• Directive
Count the lines in the material below that contain the string "plastic", treating uppercase and lowercase letters as distinct. Reply with the number alone.

• Dataset rows

☆ ☆ ☆ ☆ ☆ ☆ ☆

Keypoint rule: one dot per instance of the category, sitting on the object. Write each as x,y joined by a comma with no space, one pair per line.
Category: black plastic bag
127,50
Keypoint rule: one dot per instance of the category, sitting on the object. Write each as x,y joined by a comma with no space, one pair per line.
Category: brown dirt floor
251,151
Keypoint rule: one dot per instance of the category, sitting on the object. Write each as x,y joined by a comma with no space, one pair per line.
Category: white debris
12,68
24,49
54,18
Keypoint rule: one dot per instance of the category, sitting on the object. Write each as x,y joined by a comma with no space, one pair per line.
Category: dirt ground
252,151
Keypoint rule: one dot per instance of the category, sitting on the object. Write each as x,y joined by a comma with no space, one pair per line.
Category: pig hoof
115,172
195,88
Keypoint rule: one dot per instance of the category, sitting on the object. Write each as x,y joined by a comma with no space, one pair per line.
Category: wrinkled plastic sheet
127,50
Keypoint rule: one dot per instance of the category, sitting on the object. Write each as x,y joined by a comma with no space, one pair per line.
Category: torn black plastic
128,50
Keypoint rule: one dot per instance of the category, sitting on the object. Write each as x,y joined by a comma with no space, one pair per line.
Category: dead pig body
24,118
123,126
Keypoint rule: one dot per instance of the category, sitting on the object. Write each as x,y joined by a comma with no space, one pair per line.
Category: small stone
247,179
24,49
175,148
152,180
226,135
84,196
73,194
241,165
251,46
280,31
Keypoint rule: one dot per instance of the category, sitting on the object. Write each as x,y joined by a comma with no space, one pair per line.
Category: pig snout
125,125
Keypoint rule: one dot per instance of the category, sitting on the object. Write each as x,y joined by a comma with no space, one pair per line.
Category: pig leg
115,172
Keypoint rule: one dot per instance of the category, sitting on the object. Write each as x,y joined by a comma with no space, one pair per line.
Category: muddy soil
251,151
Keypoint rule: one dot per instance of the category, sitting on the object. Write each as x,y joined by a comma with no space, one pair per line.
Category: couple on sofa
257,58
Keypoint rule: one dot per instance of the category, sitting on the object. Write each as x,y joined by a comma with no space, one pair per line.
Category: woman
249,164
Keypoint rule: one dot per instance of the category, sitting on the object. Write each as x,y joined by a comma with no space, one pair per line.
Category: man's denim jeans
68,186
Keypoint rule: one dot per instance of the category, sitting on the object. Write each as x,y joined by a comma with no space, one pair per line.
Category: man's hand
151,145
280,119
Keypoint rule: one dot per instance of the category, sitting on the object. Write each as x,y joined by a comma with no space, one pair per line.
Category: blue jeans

☆ ☆ ☆ ☆ ☆ ☆ ☆

• Final result
3